Given data section start

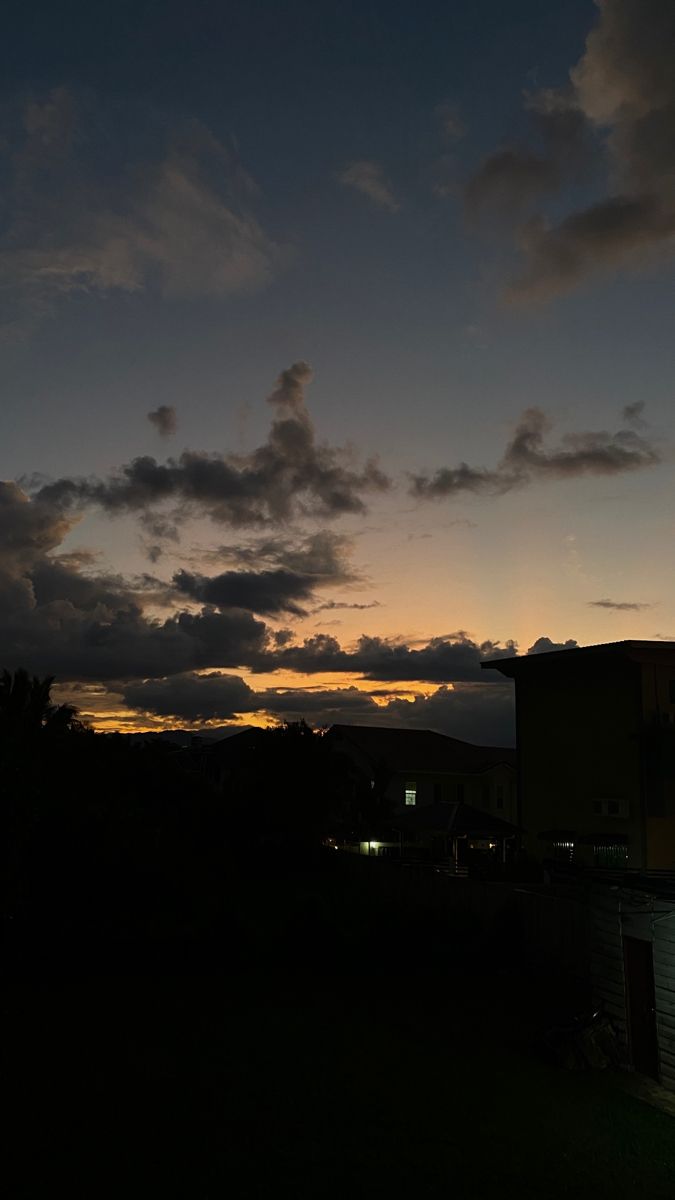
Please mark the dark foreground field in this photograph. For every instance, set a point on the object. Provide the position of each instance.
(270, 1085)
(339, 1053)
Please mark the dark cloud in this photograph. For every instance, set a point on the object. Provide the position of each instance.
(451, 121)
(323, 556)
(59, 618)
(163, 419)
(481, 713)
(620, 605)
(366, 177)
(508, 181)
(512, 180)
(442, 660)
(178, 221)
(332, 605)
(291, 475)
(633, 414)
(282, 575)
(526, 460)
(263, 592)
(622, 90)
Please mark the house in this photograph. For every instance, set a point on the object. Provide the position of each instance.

Given data section end

* [Exercise objective] Retype the listing exactly. Leave out its pictures.

* [Exercise answer]
Please mark the dark foreground field in this photograph. For every instance, set a point on the object. Provide the position of each instance.
(270, 1085)
(339, 1053)
Please mark the dark cloud in this photograph. For every instance, set a point on the object. Provide the position of each instance.
(451, 121)
(323, 556)
(59, 618)
(163, 419)
(481, 713)
(620, 605)
(366, 177)
(508, 181)
(512, 180)
(442, 660)
(178, 221)
(332, 605)
(291, 475)
(633, 414)
(282, 575)
(526, 460)
(263, 592)
(622, 90)
Please mark the house in this photograph. For every instance, set a point on the object. Provide the position of each instance.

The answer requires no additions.